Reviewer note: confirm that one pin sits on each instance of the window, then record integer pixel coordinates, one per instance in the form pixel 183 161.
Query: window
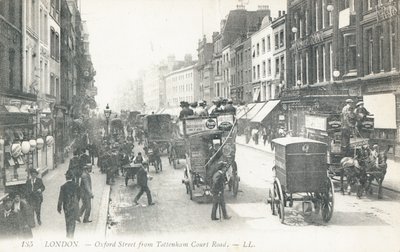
pixel 264 69
pixel 380 48
pixel 269 67
pixel 282 68
pixel 52 42
pixel 306 77
pixel 369 56
pixel 316 15
pixel 392 43
pixel 263 45
pixel 11 60
pixel 258 49
pixel 317 64
pixel 276 67
pixel 323 63
pixel 330 60
pixel 351 52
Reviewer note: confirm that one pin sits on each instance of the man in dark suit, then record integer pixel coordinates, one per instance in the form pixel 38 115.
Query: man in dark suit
pixel 34 193
pixel 142 182
pixel 68 201
pixel 8 220
pixel 217 191
pixel 86 194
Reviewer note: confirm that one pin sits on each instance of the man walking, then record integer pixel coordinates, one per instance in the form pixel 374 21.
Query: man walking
pixel 68 201
pixel 142 182
pixel 217 191
pixel 34 193
pixel 86 194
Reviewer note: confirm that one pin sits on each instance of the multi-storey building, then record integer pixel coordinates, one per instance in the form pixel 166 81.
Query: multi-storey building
pixel 205 69
pixel 17 120
pixel 239 23
pixel 344 49
pixel 182 85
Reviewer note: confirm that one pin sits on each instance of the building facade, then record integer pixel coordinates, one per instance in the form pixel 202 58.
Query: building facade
pixel 182 85
pixel 205 69
pixel 344 49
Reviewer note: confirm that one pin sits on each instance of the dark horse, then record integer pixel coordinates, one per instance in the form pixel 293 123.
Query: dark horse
pixel 362 170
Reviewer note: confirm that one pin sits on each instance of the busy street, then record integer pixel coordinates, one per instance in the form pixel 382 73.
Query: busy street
pixel 200 125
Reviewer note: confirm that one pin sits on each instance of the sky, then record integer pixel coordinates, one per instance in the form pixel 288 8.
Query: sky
pixel 127 36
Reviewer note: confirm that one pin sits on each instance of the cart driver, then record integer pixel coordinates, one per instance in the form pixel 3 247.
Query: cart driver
pixel 217 190
pixel 138 159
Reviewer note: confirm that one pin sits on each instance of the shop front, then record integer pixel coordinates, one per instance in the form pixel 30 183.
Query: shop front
pixel 17 146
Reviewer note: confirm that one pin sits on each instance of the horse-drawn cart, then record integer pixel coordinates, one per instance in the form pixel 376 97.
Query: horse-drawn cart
pixel 209 140
pixel 301 175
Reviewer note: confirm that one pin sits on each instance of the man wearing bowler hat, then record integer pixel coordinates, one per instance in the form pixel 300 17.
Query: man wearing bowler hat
pixel 217 191
pixel 347 117
pixel 34 193
pixel 68 201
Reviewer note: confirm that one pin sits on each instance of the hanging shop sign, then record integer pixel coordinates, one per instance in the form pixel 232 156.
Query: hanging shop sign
pixel 9 33
pixel 313 39
pixel 386 11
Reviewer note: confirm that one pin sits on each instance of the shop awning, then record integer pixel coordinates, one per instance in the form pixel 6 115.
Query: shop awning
pixel 383 107
pixel 256 94
pixel 244 110
pixel 254 111
pixel 265 111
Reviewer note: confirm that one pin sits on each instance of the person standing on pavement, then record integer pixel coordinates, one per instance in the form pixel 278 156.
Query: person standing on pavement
pixel 34 193
pixel 68 201
pixel 8 220
pixel 217 191
pixel 25 219
pixel 86 194
pixel 74 166
pixel 142 182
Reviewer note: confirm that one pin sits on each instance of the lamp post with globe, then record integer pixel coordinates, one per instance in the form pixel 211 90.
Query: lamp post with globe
pixel 107 114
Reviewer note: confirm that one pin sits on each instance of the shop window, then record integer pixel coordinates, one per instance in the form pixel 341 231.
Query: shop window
pixel 392 43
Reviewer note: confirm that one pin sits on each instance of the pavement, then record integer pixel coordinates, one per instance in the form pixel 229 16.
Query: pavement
pixel 53 223
pixel 392 177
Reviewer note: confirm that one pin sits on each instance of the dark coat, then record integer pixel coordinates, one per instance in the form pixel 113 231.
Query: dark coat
pixel 218 182
pixel 86 185
pixel 8 225
pixel 185 112
pixel 68 198
pixel 142 177
pixel 32 193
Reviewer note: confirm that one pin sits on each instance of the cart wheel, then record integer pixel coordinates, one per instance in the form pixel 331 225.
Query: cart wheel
pixel 272 201
pixel 328 201
pixel 280 203
pixel 235 184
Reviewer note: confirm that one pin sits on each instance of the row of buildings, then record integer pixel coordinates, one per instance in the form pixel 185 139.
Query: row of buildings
pixel 46 81
pixel 311 57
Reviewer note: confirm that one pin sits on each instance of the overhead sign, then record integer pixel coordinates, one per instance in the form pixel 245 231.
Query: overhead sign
pixel 200 124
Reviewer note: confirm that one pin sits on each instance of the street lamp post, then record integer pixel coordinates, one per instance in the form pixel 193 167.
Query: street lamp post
pixel 107 113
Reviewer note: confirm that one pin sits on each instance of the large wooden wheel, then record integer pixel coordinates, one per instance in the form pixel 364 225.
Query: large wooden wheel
pixel 328 201
pixel 189 183
pixel 280 200
pixel 271 201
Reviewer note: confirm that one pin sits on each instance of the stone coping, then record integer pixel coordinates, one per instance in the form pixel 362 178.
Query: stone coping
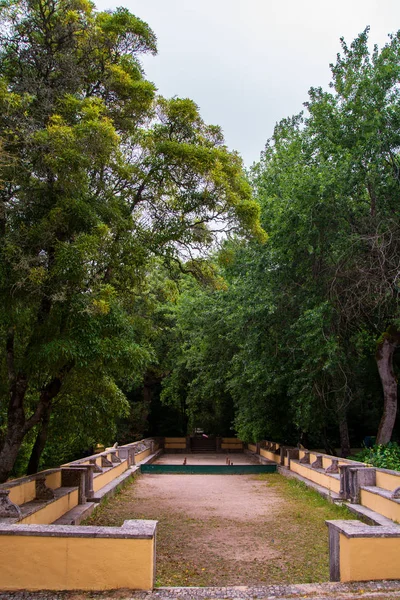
pixel 316 470
pixel 357 529
pixel 27 478
pixel 85 459
pixel 380 492
pixel 146 440
pixel 133 529
pixel 316 591
pixel 33 506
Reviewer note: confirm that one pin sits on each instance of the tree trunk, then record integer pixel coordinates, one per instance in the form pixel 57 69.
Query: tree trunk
pixel 18 426
pixel 40 443
pixel 344 436
pixel 384 360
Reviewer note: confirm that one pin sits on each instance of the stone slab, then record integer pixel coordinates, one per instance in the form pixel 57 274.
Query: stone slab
pixel 109 490
pixel 77 514
pixel 143 529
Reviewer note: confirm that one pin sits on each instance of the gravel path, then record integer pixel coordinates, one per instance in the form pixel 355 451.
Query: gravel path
pixel 327 591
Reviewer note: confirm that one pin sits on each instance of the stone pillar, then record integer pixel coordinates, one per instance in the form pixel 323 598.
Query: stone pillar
pixel 334 467
pixel 317 464
pixel 360 477
pixel 306 458
pixel 8 510
pixel 344 481
pixel 292 454
pixel 76 475
pixel 41 490
pixel 283 454
pixel 105 462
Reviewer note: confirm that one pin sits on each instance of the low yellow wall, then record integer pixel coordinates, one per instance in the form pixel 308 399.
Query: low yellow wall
pixel 269 455
pixel 23 493
pixel 142 455
pixel 52 511
pixel 54 480
pixel 231 445
pixel 363 559
pixel 101 480
pixel 326 481
pixel 51 563
pixel 381 505
pixel 387 481
pixel 175 445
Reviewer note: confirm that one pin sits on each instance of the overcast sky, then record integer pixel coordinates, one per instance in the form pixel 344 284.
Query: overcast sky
pixel 249 63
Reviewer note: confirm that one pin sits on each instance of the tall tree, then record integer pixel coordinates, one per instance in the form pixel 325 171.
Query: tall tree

What you are asked to do
Convert the lines of the listing from the line with "pixel 288 8." up to and including the line with "pixel 138 159" into a numbered list, omitting any blank lines.

Solution for this problem
1. Reviewer note: confirm that one pin sits on each instance of the sky, then record integer pixel coordinates, one per instance in the form pixel 288 8.
2. Query: sky
3. pixel 127 36
4. Reviewer note: confirm that one pin sits on each instance of the cart driver, then record integer pixel coordinates, one per instance in the form pixel 3 247.
5. Query: cart driver
6. pixel 217 190
7. pixel 138 159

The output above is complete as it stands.